The lexicon in the first three parts of Tirant is significantly more archaic than the lexicon in the last two parts and the colophon, a fact that has been used to argue in favour of a double authorship of the novel. When it comes to dialectal variation, the lexical choices by Martorell alternate, throughout the entire novel, between Valencian and general Catalan geosynonyms (for example, “alqueria” and “mas”; in English “hamlet”), with a slight preference for Valencian forms as long as they were also present in the formal register used by the Royal Chancillery of the Crown of Aragon.

==Influence==
Tirant lo Blanch is one of the most important books written in Valencian. Written by Joanot Martorell in the 15th century, the Tirant is an unusual chivalric novel in its naturalistic and satirical character, which also appears to have a strong autobiographic component. It tells the feats and adventures of Knight Tirant lo Blanc from Brittany. At times, it parallels the life and adventures of Roger de Flor, the main leader of the mercenary Company of Almogàvers, which fought in Asia Minor and Greece, both for and against the Emperor of Byzantium. This historical resemblance is evident in the description of events occurring around Constantinople and the defeat of Sultan Mehmed II "the conqueror". While Roger de Flor's almogàvers had the upper hand in the region, the Fall of Constantinople in 1453 was a huge shock to Christian Europe, marking an end to the Byzantine Empire that Martorell's contemporaries wished to change. In writing his novel, Martorell perhaps rewrote history to fit what he wanted it to be - which in a way makes it a precursor of the present-day genre of alternate history.

------------------------------

WHAT THE TASK REQUIRES - Condense the paragraph of the passage on Tirant lo Blanch that begins "Tirant lo Blanch is one of the most important books" into a short list that keeps its main facts. The listing is drawn from a separate source.

EXCERPTED DATA -
------------------------------

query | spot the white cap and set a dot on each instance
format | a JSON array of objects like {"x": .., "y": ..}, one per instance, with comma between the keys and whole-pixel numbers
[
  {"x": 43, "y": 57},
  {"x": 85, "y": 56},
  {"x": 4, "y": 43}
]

------------------------------

TASK SOLUTION -
- Tirant lo Blanch, by Joanot Martorell in the 15th century, is one of the most important books written in Valencian.
- It is an unusual chivalric novel: naturalistic, satirical and apparently strongly autobiographical.
- It recounts the feats and adventures of Knight Tirant lo Blanc from Brittany.
- At times it parallels the life of Roger de Flor, the main leader of the Company of Almogàvers, which fought in Asia Minor and Greece both for and against the Emperor of Byzantium.
- The resemblance is clear in the events around Constantinople and in the defeat of Sultan Mehmed II.
- The Fall of Constantinople in 1453 shocked Christian Europe and ended the Byzantine Empire, an outcome Martorell's contemporaries wished to change.
- Martorell perhaps rewrote history as he wished it to be, which makes the novel a precursor of alternate history.